Set exercise — Copy out everything from the line "Target: bank slope" down to the end of the items, swapping "narrow" for "thin" and leaving the rest untouched.
=== Task data ===
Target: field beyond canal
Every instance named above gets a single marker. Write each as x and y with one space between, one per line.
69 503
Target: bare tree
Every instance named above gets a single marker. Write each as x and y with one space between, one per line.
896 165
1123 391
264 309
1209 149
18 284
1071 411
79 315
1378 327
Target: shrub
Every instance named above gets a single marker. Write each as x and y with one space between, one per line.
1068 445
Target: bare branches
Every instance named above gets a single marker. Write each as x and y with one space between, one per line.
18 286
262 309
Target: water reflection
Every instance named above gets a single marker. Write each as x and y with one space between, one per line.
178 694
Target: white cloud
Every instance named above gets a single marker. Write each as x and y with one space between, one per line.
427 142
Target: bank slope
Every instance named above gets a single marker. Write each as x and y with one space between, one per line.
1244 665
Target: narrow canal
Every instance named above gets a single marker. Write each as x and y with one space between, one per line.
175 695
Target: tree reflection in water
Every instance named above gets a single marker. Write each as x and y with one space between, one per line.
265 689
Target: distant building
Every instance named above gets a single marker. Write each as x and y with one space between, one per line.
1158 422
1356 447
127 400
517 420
===
Problem solution —
Target: bank slope
Every instance named above gets a single marker. Write each as x and y with one space between, one per line.
1244 665
Target: thin canal
Every instance named above gets a single marker. Write each as x and y with one space between, one per line.
175 695
Target: tree reflection in water
Every instance named above gets a single marker. Write each as x and y with one space between, one per line.
265 689
Target: distant building
Every instance named above gets a single marker. Write each as x and y with one space between, one per line.
1158 422
1356 447
127 400
517 420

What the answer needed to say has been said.